> [Try it]:
Tell how many lines in the data contain the string "Question", using a single number as the whole reply.

> [Exercise data]:
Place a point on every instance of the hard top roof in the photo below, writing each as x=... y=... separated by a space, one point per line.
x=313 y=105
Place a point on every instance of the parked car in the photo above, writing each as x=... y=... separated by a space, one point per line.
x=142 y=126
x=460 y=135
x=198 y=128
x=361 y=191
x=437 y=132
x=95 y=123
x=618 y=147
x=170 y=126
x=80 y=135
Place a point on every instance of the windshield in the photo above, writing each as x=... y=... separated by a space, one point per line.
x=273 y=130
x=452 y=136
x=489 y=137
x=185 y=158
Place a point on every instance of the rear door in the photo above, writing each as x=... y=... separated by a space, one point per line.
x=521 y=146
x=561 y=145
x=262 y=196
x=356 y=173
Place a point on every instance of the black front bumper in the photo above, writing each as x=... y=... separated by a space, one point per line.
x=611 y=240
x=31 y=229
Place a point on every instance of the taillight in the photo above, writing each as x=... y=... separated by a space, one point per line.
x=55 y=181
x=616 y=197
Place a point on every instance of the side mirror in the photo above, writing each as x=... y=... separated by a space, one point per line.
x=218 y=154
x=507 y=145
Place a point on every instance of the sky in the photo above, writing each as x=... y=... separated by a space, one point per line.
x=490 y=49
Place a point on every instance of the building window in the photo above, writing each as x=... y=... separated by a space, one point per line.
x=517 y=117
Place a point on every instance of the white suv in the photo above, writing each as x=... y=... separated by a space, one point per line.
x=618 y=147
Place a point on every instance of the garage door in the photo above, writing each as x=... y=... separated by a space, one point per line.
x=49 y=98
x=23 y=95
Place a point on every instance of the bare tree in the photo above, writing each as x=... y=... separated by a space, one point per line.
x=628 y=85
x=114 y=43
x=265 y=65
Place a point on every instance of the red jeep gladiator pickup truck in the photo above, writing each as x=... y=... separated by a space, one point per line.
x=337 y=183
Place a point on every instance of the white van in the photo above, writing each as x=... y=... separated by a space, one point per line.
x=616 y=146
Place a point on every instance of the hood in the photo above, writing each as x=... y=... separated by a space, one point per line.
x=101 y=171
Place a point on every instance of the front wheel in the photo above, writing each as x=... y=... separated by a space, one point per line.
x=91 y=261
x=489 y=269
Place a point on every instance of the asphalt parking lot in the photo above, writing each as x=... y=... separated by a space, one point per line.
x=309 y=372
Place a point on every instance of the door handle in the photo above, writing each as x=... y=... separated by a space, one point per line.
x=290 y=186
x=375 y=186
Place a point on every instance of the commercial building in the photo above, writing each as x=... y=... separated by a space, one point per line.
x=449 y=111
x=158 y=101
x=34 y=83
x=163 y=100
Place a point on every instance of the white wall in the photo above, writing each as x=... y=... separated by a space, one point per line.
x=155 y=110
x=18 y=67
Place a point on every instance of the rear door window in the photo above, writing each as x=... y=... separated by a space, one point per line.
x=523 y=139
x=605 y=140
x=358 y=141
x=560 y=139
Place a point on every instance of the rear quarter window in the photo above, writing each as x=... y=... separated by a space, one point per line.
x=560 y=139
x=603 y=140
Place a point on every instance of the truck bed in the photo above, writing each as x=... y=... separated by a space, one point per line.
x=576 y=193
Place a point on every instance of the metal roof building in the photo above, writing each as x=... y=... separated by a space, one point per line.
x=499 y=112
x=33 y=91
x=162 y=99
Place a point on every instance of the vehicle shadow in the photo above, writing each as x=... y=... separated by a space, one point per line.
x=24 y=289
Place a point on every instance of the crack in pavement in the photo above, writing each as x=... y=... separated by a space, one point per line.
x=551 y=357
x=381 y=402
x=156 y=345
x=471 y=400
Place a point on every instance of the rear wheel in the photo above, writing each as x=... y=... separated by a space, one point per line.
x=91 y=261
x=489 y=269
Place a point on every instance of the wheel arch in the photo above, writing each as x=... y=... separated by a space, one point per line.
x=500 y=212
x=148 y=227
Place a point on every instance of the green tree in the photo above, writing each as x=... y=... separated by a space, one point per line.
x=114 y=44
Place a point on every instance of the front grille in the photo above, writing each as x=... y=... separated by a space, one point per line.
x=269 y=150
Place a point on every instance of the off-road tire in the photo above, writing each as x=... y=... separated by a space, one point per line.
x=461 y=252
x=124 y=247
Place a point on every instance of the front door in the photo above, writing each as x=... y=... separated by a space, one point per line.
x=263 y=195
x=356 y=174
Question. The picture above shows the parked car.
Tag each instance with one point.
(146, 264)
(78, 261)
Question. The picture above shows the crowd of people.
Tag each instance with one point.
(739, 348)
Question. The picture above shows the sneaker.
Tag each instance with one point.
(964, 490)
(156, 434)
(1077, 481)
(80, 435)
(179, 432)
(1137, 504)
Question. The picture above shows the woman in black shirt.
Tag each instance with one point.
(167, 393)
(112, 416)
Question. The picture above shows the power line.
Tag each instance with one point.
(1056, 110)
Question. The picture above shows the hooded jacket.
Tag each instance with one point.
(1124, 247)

> [Solution to the problem]:
6